Set down exactly the lines from the one containing "[point] every instance of the broken" through the last line of the records below, both included, and nothing else.

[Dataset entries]
---
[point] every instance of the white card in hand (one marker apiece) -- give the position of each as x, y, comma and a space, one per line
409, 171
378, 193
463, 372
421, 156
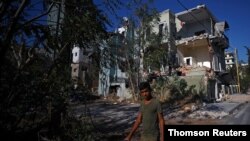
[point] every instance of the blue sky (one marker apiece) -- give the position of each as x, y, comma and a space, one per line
235, 12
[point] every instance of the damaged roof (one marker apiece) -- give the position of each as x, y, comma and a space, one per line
200, 12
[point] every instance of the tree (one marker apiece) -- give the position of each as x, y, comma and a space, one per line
35, 66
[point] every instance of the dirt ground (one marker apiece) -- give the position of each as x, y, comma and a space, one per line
193, 122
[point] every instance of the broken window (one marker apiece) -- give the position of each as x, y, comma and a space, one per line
198, 33
160, 29
188, 61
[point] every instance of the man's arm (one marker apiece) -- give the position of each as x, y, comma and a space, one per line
135, 126
161, 124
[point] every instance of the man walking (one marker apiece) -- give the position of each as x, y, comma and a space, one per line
150, 115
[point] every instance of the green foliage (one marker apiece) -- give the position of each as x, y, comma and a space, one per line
35, 68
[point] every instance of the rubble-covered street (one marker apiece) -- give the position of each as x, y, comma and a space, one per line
---
[Correct answer]
[point] every instance of the broken window (one marker apiece) -- give the position of each as x, y, comma and a space, one per line
198, 33
160, 29
188, 61
[point] every instance of the man's arm (one marker apiece) -- give the position of each as x, y, comma and a space, one per line
135, 126
161, 124
[point] every instance of the man walking (one marker apiece) -- give the position of each as x, y, comma and a space, one per line
150, 115
[point] every instance of the green foliage (one marker apiece) -- give the position of each as x, y, comma and a space, one per line
35, 68
[point] every instance of the rubble-covered street (one marker apiece) -- give the position of each as x, y, comma and a space, one per line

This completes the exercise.